### Information shown
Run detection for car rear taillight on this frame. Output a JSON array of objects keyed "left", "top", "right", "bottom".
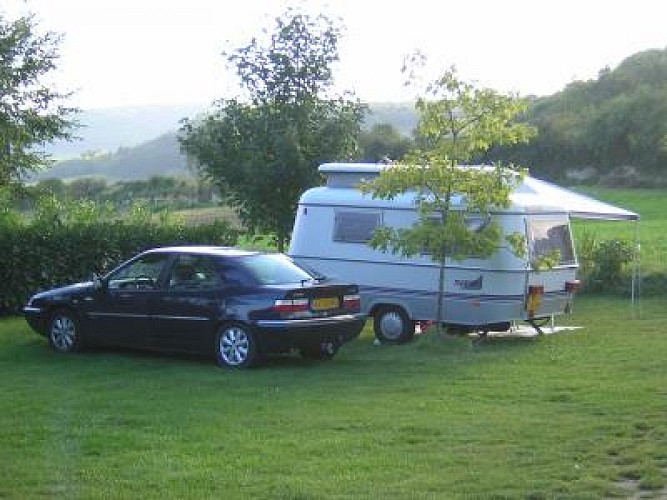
[
  {"left": 343, "top": 293, "right": 361, "bottom": 311},
  {"left": 272, "top": 298, "right": 309, "bottom": 314}
]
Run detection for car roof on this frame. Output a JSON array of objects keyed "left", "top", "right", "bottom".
[{"left": 143, "top": 246, "right": 262, "bottom": 258}]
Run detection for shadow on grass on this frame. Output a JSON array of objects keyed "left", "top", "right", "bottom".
[
  {"left": 3, "top": 317, "right": 550, "bottom": 398},
  {"left": 409, "top": 328, "right": 539, "bottom": 354}
]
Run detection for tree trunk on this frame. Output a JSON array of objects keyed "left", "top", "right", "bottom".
[
  {"left": 436, "top": 254, "right": 446, "bottom": 337},
  {"left": 436, "top": 204, "right": 450, "bottom": 337}
]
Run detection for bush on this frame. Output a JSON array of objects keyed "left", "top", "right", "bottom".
[
  {"left": 0, "top": 200, "right": 239, "bottom": 313},
  {"left": 578, "top": 236, "right": 636, "bottom": 293}
]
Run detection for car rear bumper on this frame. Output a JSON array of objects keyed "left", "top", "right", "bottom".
[
  {"left": 253, "top": 313, "right": 366, "bottom": 352},
  {"left": 254, "top": 313, "right": 366, "bottom": 329}
]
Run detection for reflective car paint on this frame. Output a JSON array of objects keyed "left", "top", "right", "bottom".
[{"left": 24, "top": 246, "right": 365, "bottom": 366}]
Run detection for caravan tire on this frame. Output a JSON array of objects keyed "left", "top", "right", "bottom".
[{"left": 373, "top": 306, "right": 415, "bottom": 344}]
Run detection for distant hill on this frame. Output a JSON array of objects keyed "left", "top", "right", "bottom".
[
  {"left": 40, "top": 132, "right": 191, "bottom": 181},
  {"left": 495, "top": 47, "right": 667, "bottom": 184},
  {"left": 46, "top": 103, "right": 207, "bottom": 160},
  {"left": 363, "top": 102, "right": 417, "bottom": 136},
  {"left": 39, "top": 103, "right": 418, "bottom": 182},
  {"left": 35, "top": 46, "right": 667, "bottom": 185}
]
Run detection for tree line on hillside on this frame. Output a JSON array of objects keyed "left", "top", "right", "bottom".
[
  {"left": 362, "top": 48, "right": 667, "bottom": 186},
  {"left": 36, "top": 132, "right": 191, "bottom": 182},
  {"left": 492, "top": 48, "right": 667, "bottom": 185},
  {"left": 45, "top": 45, "right": 667, "bottom": 188},
  {"left": 39, "top": 106, "right": 417, "bottom": 183},
  {"left": 22, "top": 176, "right": 217, "bottom": 211}
]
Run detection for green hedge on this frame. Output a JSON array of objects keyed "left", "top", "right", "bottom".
[{"left": 0, "top": 220, "right": 239, "bottom": 313}]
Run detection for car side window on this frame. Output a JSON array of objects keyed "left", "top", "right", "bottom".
[
  {"left": 108, "top": 253, "right": 169, "bottom": 290},
  {"left": 219, "top": 266, "right": 252, "bottom": 288},
  {"left": 168, "top": 255, "right": 223, "bottom": 290}
]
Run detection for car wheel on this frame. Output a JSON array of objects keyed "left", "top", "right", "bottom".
[
  {"left": 301, "top": 340, "right": 339, "bottom": 361},
  {"left": 48, "top": 309, "right": 83, "bottom": 353},
  {"left": 373, "top": 306, "right": 415, "bottom": 344},
  {"left": 215, "top": 323, "right": 260, "bottom": 369}
]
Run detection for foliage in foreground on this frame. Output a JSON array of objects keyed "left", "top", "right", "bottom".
[{"left": 0, "top": 297, "right": 664, "bottom": 498}]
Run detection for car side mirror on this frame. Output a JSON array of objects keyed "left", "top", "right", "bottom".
[{"left": 92, "top": 273, "right": 105, "bottom": 291}]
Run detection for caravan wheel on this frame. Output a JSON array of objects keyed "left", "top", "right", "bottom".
[{"left": 373, "top": 306, "right": 415, "bottom": 344}]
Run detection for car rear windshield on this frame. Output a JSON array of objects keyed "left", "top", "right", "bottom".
[{"left": 239, "top": 254, "right": 313, "bottom": 285}]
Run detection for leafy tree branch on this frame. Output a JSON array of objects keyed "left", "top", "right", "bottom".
[{"left": 0, "top": 13, "right": 78, "bottom": 187}]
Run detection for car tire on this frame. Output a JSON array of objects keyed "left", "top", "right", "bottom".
[
  {"left": 215, "top": 323, "right": 260, "bottom": 369},
  {"left": 373, "top": 306, "right": 415, "bottom": 344},
  {"left": 48, "top": 309, "right": 83, "bottom": 353},
  {"left": 301, "top": 340, "right": 339, "bottom": 361}
]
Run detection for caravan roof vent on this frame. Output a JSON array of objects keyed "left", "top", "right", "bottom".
[{"left": 319, "top": 163, "right": 386, "bottom": 188}]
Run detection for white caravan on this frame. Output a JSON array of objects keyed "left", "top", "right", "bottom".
[{"left": 288, "top": 163, "right": 639, "bottom": 343}]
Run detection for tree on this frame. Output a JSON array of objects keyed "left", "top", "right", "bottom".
[
  {"left": 0, "top": 14, "right": 78, "bottom": 187},
  {"left": 179, "top": 9, "right": 366, "bottom": 250},
  {"left": 358, "top": 123, "right": 414, "bottom": 162},
  {"left": 362, "top": 67, "right": 536, "bottom": 336},
  {"left": 67, "top": 177, "right": 108, "bottom": 201}
]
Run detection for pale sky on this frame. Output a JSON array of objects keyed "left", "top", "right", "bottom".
[{"left": 4, "top": 0, "right": 667, "bottom": 110}]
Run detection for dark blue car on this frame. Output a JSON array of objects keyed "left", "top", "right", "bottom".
[{"left": 24, "top": 246, "right": 365, "bottom": 368}]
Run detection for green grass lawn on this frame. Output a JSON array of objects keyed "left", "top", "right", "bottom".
[
  {"left": 174, "top": 205, "right": 241, "bottom": 228},
  {"left": 1, "top": 297, "right": 665, "bottom": 498}
]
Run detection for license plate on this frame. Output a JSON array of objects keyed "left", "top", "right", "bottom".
[{"left": 311, "top": 297, "right": 339, "bottom": 311}]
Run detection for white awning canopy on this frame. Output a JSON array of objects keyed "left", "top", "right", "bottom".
[
  {"left": 318, "top": 163, "right": 640, "bottom": 221},
  {"left": 512, "top": 177, "right": 639, "bottom": 221}
]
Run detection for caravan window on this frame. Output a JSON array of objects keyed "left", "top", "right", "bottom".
[
  {"left": 528, "top": 219, "right": 575, "bottom": 266},
  {"left": 333, "top": 211, "right": 381, "bottom": 243},
  {"left": 420, "top": 213, "right": 491, "bottom": 257}
]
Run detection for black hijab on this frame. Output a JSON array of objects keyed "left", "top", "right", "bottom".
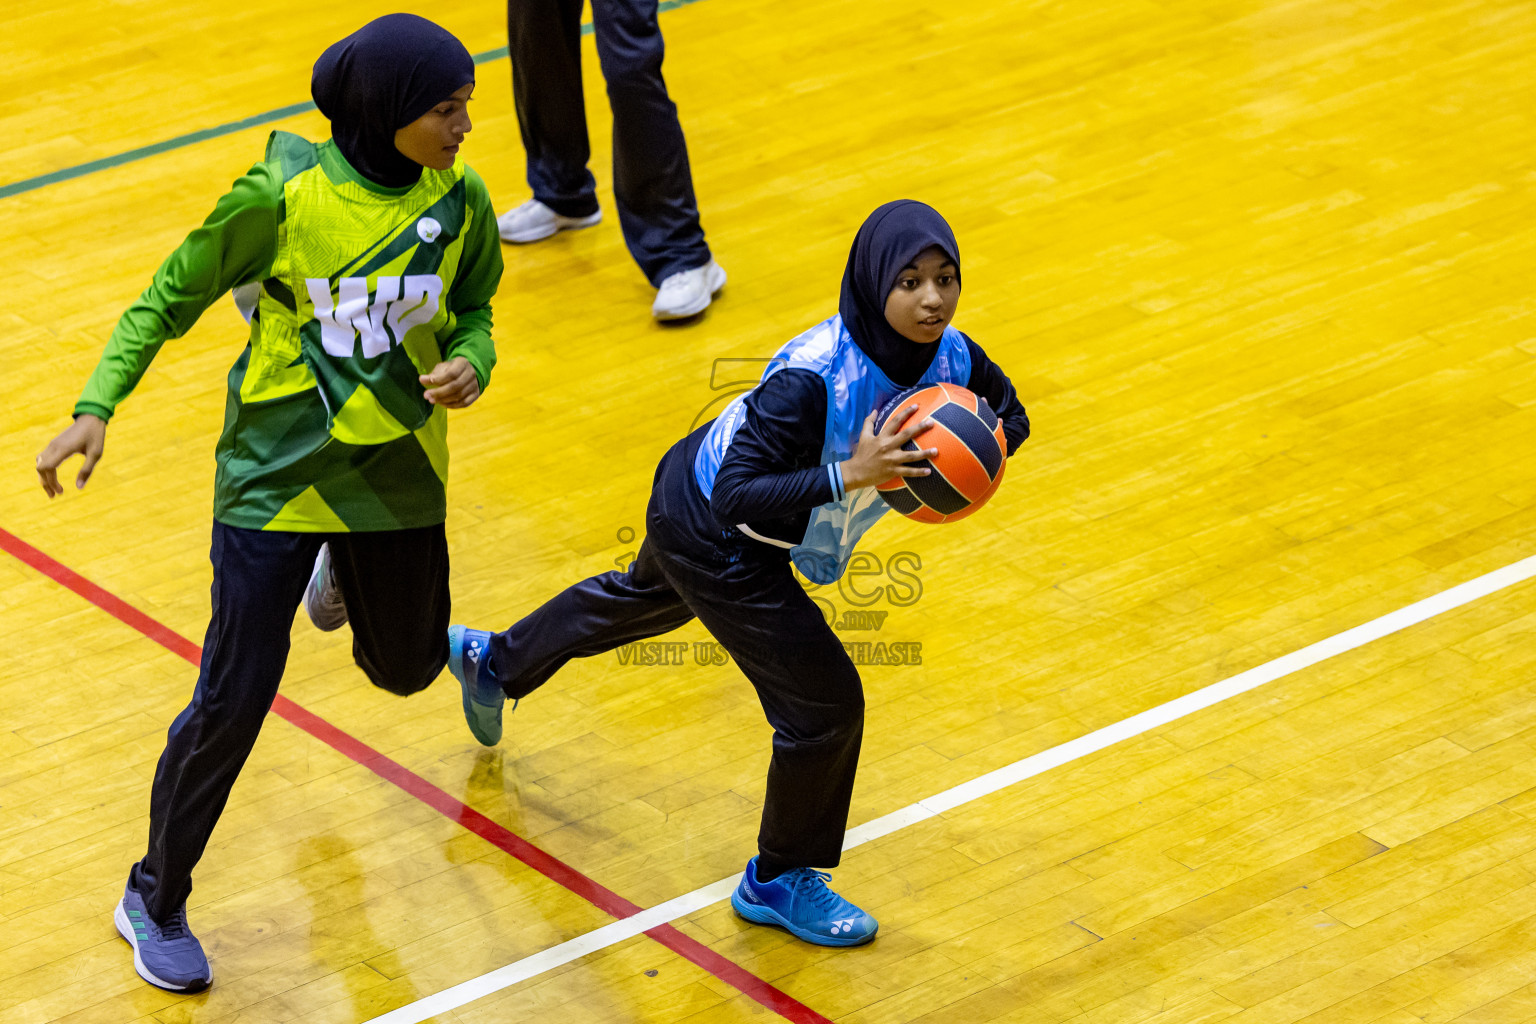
[
  {"left": 311, "top": 14, "right": 475, "bottom": 188},
  {"left": 839, "top": 200, "right": 961, "bottom": 386}
]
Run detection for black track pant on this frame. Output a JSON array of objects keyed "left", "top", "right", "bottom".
[
  {"left": 131, "top": 521, "right": 450, "bottom": 923},
  {"left": 488, "top": 519, "right": 864, "bottom": 870},
  {"left": 508, "top": 0, "right": 712, "bottom": 284}
]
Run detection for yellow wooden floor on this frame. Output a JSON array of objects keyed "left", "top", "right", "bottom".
[{"left": 5, "top": 0, "right": 1536, "bottom": 1021}]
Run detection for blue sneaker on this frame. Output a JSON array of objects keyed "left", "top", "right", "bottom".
[
  {"left": 448, "top": 624, "right": 510, "bottom": 746},
  {"left": 114, "top": 882, "right": 212, "bottom": 991},
  {"left": 730, "top": 856, "right": 878, "bottom": 946}
]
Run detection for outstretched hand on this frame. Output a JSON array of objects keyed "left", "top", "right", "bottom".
[
  {"left": 37, "top": 414, "right": 107, "bottom": 497},
  {"left": 840, "top": 405, "right": 936, "bottom": 491},
  {"left": 420, "top": 356, "right": 481, "bottom": 408}
]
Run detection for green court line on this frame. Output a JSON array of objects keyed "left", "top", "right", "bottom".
[{"left": 0, "top": 0, "right": 703, "bottom": 201}]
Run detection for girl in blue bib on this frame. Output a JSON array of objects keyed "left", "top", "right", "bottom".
[{"left": 451, "top": 200, "right": 1029, "bottom": 946}]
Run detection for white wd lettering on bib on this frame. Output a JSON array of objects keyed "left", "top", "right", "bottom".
[{"left": 305, "top": 275, "right": 443, "bottom": 358}]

### Brief
Nothing from before the line containing "Run detection for white wd" should appear; copy that line and each one after it through the last line of the entries, exactly.

### Solution to the problem
Run detection for white wd lettering on bib on this frame. Output a JSON array of objects keyed "left", "top", "right", "bottom".
[{"left": 305, "top": 275, "right": 443, "bottom": 358}]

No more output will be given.